DESCRIPTION OF THE TASK -> Translate this sentence from the Langford v. Monteith opinion into Spanish: "The plaintiff, in his petition, charges that under a lease from him the defendant entered with a condition to deliver possession to the plaintiff on ten days' notice, which was given."

TEXT BLOCK ->
>> Start

Langford v. Monteith, 102 U.S. 145 (1880)

Langford v. Monteith

102 U.S. 145




1. Where an act of Congress admitting a state into the Union, or organizing a territorial government, provides, in accordance with a treaty stipulation, that the. lands in the possession of an Indian tribe shall not be a part of such state or territory, the new government has no jurisdiction over them. Harkness v. Hyde, 98 U. S. 476, qualified and explained.

2. Where, in a civil suit before a justice of the peace of the Territory of Idaho, it appears by the answer of the defendant, verified by his affidavit, that the question of title to real estate is necessarily involved, the justice should certify the case to the district court for trial. If he proceeds to try it, it must, on appeal from his judgment, be dismissed.

The facts are stated in the opinion of the Court.

MR. JUSTICE MILLER delivered the opinion of the Court.

Langford, the plaintiff in error, who was plaintiff below, brought an action before a justice of the peace in the nature of forcible detainer, to recover of Charles E. Monteith the possession of buildings and grounds occupied by the latter under the agent of the United States for the Nez Perce Indians.

The plaintiff, in his petition, charges that under a lease from him the defendant entered with a condition to deliver possession to the plaintiff on ten days' notice, which was given.

>> End

Extracted data entries ->
>> Start

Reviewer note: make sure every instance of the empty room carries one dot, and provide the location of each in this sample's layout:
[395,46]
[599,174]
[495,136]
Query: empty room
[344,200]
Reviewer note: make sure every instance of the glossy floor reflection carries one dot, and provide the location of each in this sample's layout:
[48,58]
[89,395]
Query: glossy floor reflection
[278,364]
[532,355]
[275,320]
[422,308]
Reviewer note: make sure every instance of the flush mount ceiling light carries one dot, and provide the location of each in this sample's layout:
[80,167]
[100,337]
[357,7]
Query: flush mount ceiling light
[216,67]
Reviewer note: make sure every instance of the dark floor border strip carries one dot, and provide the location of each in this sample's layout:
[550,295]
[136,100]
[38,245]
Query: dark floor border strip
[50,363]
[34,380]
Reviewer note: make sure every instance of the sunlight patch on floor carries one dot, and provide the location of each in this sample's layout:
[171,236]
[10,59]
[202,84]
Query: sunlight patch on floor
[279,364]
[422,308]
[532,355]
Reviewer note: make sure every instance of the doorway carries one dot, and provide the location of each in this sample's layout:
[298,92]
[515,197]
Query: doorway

>> End

COMPLETED TASK -> El demandante, en su petición, alega que, en virtud de un arrendamiento otorgado por él, el demandado entró con la condición de entregar la posesión al demandante con un aviso previo de diez días, el cual fue dado.